Update the items below by replacing "pixel coordinates" with "x-y coordinates" wherever it occurs, keeping everything else the same, and leave the pictures out of your answer.
--- START OF ENTRIES PROVIDED ---
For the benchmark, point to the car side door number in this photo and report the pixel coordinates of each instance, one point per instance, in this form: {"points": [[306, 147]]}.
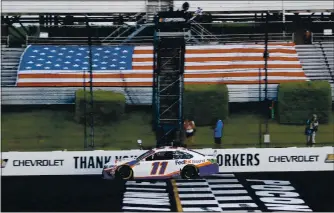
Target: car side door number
{"points": [[157, 165]]}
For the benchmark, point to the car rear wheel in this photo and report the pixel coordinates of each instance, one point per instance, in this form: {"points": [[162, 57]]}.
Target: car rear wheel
{"points": [[189, 172], [124, 172]]}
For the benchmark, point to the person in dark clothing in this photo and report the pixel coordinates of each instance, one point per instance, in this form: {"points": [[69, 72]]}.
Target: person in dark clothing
{"points": [[218, 132], [310, 130]]}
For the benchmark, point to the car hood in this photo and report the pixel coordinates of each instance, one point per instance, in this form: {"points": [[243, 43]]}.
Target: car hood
{"points": [[120, 162]]}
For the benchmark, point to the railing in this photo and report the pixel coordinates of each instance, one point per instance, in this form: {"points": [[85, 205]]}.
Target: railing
{"points": [[5, 41], [138, 40], [84, 40], [237, 38], [320, 37]]}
--- END OF ENTRIES PROVIDED ---
# RESPONSE TO THE EXERCISE:
For the benchmark, point to the car side door number in this photo and report the x-y coordinates of each instance, one point per instance, in this form: {"points": [[306, 147]]}.
Target: car side door number
{"points": [[157, 165]]}
For the benchmark, point to the car rear wheel in this photo and report the x-y coordinates of each instance, one point per instance, in this form: {"points": [[162, 57]]}.
Target: car rear wheel
{"points": [[189, 172], [124, 172]]}
For the benchmark, point to the person in dark clothing in this photo and report the x-y coordinates of each instance, one point per instance, in this form: {"points": [[69, 72]]}.
Target: person in dark clothing
{"points": [[218, 132], [310, 130]]}
For the benchmark, point to the car hood in this photo and report the x-y coordinates of each instance, one point per instance, in this form: {"points": [[243, 43]]}.
Target: car hood
{"points": [[120, 162]]}
For the benchmark, point to the railing in this photo and report the x-y coordinates of each instance, one point per instance, in this form: {"points": [[85, 205]]}.
Target: railing
{"points": [[5, 41], [138, 40], [84, 40], [237, 38], [320, 37]]}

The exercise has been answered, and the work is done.